Assignment: Copy out all of the records, exactly as they appear.

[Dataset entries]
+--

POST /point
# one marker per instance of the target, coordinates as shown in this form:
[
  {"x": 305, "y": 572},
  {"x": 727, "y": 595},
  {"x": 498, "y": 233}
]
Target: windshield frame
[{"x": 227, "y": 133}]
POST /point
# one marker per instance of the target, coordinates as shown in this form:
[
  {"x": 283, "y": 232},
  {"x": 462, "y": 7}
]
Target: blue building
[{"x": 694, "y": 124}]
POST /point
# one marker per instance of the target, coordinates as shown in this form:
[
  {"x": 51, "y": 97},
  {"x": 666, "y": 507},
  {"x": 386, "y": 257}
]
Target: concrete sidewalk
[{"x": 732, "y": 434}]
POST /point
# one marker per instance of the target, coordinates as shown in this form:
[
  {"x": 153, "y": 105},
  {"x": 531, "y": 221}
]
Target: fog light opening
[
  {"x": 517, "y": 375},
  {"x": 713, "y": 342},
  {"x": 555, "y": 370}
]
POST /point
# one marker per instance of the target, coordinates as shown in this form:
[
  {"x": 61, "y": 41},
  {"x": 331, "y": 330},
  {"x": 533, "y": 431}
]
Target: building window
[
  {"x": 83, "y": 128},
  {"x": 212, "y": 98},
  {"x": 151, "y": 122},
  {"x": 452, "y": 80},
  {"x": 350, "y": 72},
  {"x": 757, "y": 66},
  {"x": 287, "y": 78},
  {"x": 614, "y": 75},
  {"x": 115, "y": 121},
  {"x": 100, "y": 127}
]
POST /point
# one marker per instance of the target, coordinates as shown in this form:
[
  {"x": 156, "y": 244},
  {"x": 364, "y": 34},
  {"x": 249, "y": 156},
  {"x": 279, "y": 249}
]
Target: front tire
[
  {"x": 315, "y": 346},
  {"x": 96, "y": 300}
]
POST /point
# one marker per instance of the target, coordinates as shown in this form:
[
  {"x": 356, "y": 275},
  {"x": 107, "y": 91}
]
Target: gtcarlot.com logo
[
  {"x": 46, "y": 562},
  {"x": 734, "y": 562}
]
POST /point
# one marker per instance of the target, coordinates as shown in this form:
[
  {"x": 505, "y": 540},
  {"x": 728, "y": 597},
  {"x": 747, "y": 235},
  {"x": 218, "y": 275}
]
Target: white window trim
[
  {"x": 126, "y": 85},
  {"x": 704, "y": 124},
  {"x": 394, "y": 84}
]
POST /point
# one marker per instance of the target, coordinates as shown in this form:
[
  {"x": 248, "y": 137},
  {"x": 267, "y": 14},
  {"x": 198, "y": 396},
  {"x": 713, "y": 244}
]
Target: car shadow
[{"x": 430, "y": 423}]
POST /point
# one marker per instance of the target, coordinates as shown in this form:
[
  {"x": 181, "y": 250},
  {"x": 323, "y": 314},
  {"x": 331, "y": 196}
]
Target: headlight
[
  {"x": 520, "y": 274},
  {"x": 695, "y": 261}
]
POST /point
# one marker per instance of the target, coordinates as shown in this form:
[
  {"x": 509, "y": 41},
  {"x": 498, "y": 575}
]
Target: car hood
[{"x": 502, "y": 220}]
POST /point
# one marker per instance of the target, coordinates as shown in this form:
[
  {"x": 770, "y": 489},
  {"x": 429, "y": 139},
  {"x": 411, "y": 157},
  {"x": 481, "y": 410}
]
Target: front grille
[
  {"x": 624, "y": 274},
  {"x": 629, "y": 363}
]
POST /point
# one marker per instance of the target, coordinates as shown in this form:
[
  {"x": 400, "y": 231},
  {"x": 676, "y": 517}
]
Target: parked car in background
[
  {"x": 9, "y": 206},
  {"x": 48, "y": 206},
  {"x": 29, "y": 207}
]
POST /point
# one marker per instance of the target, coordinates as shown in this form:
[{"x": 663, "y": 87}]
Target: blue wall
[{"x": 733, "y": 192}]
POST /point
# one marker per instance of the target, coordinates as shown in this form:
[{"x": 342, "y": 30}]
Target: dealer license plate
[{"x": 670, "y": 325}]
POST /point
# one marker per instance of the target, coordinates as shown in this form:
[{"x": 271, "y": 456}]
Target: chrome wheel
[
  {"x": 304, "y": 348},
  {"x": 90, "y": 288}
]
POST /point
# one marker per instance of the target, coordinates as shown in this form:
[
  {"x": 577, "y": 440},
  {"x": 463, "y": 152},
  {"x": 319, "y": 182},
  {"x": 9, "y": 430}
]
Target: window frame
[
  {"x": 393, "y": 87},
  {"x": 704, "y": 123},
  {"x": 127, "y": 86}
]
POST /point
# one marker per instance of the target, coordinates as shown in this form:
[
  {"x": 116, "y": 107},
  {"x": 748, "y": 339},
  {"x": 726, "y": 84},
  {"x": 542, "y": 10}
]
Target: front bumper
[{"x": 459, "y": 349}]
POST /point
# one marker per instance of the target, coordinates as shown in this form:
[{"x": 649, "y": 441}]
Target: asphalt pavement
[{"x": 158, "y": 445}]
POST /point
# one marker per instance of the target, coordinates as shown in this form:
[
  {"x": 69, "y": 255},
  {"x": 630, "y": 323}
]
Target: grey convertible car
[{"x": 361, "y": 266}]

+--

Response below:
POST /point
# one marker per instance of the target, coordinates as shown in this form:
[
  {"x": 305, "y": 572},
  {"x": 727, "y": 595},
  {"x": 498, "y": 233}
]
Target: windshield frame
[{"x": 227, "y": 133}]
POST /point
# one marker per instance of the target, coordinates as shown in this form:
[
  {"x": 283, "y": 232},
  {"x": 462, "y": 7}
]
Target: blue building
[{"x": 694, "y": 124}]
POST /point
# one marker per instance of the target, coordinates as shown in this form:
[
  {"x": 51, "y": 97},
  {"x": 666, "y": 507},
  {"x": 386, "y": 257}
]
Target: concrete sidewalk
[{"x": 732, "y": 434}]
POST /point
# one marker per instance of the target, coordinates as shown in this form:
[
  {"x": 153, "y": 105},
  {"x": 531, "y": 221}
]
Target: fog light opening
[
  {"x": 517, "y": 375},
  {"x": 713, "y": 342},
  {"x": 555, "y": 370}
]
POST /point
# one marker per instance of the target, coordinates as shown in this form:
[
  {"x": 61, "y": 41},
  {"x": 331, "y": 330},
  {"x": 533, "y": 431}
]
Target: building window
[
  {"x": 83, "y": 128},
  {"x": 212, "y": 98},
  {"x": 151, "y": 122},
  {"x": 452, "y": 80},
  {"x": 350, "y": 72},
  {"x": 757, "y": 66},
  {"x": 287, "y": 78},
  {"x": 614, "y": 75},
  {"x": 115, "y": 121},
  {"x": 100, "y": 127}
]
POST /point
# one marker per instance of the target, coordinates as shown in this form:
[
  {"x": 156, "y": 244},
  {"x": 364, "y": 34},
  {"x": 249, "y": 156},
  {"x": 279, "y": 249}
]
Target: front tire
[
  {"x": 315, "y": 346},
  {"x": 96, "y": 300}
]
POST /point
# one marker per instance of the target, coordinates as shown in this form:
[
  {"x": 356, "y": 275},
  {"x": 107, "y": 91}
]
Target: gtcarlot.com logo
[
  {"x": 46, "y": 562},
  {"x": 734, "y": 562}
]
POST /point
# one marker per instance of the target, coordinates as shown in this form:
[
  {"x": 505, "y": 540},
  {"x": 728, "y": 597},
  {"x": 747, "y": 235},
  {"x": 218, "y": 275}
]
Target: white window trim
[
  {"x": 126, "y": 85},
  {"x": 704, "y": 124},
  {"x": 394, "y": 84}
]
POST /point
# one marker per instance of the target, coordinates as shown in this form:
[
  {"x": 248, "y": 137},
  {"x": 267, "y": 14},
  {"x": 198, "y": 396},
  {"x": 713, "y": 244}
]
Target: car shadow
[{"x": 430, "y": 423}]
POST /point
# one marker per instance of the target, coordinates as shown in this form:
[
  {"x": 181, "y": 250},
  {"x": 323, "y": 314},
  {"x": 331, "y": 196}
]
Target: headlight
[
  {"x": 520, "y": 274},
  {"x": 695, "y": 261}
]
POST /point
# one marker per instance of the target, coordinates as shown in this form:
[
  {"x": 509, "y": 41},
  {"x": 498, "y": 575}
]
Target: car hood
[{"x": 502, "y": 220}]
POST /point
# one marker per instance of the target, coordinates as shown in this form:
[
  {"x": 770, "y": 489},
  {"x": 429, "y": 139},
  {"x": 411, "y": 157},
  {"x": 481, "y": 410}
]
Target: front grille
[
  {"x": 624, "y": 274},
  {"x": 629, "y": 363}
]
POST /point
# one marker per instance of the target, coordinates as shown in this form:
[
  {"x": 400, "y": 231},
  {"x": 676, "y": 517}
]
Target: parked car in background
[
  {"x": 9, "y": 206},
  {"x": 48, "y": 206},
  {"x": 29, "y": 207}
]
POST /point
# one marker per instance of the target, coordinates as shown in this form:
[{"x": 663, "y": 87}]
Target: blue wall
[{"x": 733, "y": 192}]
POST /point
# one marker per instance of the target, coordinates as shown in this form:
[{"x": 342, "y": 30}]
Target: dealer license plate
[{"x": 670, "y": 325}]
POST /point
# one marker per instance of the target, coordinates as shown in this form:
[{"x": 271, "y": 456}]
Target: chrome wheel
[
  {"x": 304, "y": 348},
  {"x": 90, "y": 288}
]
POST /point
# one marker per instance of the target, coordinates as shown in this form:
[
  {"x": 577, "y": 440},
  {"x": 463, "y": 152},
  {"x": 319, "y": 182},
  {"x": 9, "y": 430}
]
Target: window frame
[
  {"x": 393, "y": 87},
  {"x": 704, "y": 123},
  {"x": 127, "y": 86}
]
POST /point
# one marker per instance of the target, coordinates as shown in this form:
[
  {"x": 116, "y": 107},
  {"x": 748, "y": 339},
  {"x": 726, "y": 84},
  {"x": 542, "y": 10}
]
Target: front bumper
[{"x": 459, "y": 349}]
POST /point
# one marker per instance of the target, coordinates as shown in this form:
[{"x": 649, "y": 441}]
Target: asphalt pavement
[{"x": 158, "y": 445}]
POST /point
# one marker per instance of the target, coordinates as shown in this form:
[
  {"x": 69, "y": 255},
  {"x": 630, "y": 323}
]
Target: grey convertible car
[{"x": 361, "y": 266}]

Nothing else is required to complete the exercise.